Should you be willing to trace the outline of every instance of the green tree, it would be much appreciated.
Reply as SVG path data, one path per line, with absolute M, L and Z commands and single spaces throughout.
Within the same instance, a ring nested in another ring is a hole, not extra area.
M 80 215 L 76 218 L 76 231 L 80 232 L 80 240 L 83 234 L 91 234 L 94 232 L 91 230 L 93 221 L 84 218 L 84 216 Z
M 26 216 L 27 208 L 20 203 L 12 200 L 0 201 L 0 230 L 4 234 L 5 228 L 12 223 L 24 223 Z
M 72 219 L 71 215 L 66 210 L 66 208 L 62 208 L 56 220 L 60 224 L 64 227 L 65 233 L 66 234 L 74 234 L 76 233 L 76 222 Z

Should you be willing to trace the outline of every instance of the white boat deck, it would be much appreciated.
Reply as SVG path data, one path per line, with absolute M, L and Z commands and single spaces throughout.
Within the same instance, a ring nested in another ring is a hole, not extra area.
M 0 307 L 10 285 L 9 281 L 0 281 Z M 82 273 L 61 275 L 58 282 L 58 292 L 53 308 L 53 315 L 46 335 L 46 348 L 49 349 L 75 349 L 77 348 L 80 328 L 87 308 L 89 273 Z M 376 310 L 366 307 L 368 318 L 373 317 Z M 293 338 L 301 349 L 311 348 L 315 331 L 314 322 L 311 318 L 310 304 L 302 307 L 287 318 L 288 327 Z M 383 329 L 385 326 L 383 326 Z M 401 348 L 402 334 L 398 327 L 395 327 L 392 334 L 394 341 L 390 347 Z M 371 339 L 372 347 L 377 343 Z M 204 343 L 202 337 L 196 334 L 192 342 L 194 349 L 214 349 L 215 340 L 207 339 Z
* * * *
_TASK_:
Repeat all the records above word for word, with every line in its original order.

_SOLUTION TO THE PROBLEM_:
Should you be willing to trace the outline of every instance of the green tree, it would be much appreciated.
Reply as SVG path data, one path per line, with absolute M, L and Z commands and single spaces throughout.
Within the same instance, a ring nested in another ring is a hole, not extra area.
M 80 215 L 76 218 L 76 231 L 80 232 L 80 240 L 83 234 L 91 234 L 94 232 L 91 230 L 93 221 L 84 218 L 84 216 Z
M 26 216 L 27 208 L 20 203 L 12 200 L 0 201 L 0 230 L 4 234 L 5 228 L 12 223 L 24 223 Z
M 72 219 L 71 215 L 66 210 L 66 208 L 62 208 L 56 220 L 60 224 L 64 227 L 65 233 L 66 234 L 74 234 L 76 233 L 76 222 Z

Should you be willing to trace the outline of every instance of the white boat deck, it would be much appreciated.
Reply as SVG path data, one path per line, with absolute M, L and Z commands and single spaces throughout.
Within the same instance, a ring nested in another ring is a hole, not extra area.
M 0 307 L 10 285 L 9 281 L 0 281 Z M 82 273 L 61 275 L 58 282 L 58 292 L 53 308 L 53 315 L 46 335 L 46 348 L 49 349 L 75 349 L 77 348 L 80 328 L 87 308 L 89 273 Z M 376 310 L 366 307 L 368 318 L 373 317 Z M 293 338 L 301 349 L 311 348 L 315 331 L 314 322 L 311 318 L 310 304 L 302 307 L 287 318 L 288 327 Z M 383 329 L 385 326 L 383 326 Z M 401 348 L 402 334 L 398 327 L 395 327 L 392 334 L 394 341 L 390 347 Z M 371 339 L 372 347 L 377 343 Z M 204 343 L 202 337 L 196 334 L 192 342 L 194 349 L 214 349 L 215 340 L 207 339 Z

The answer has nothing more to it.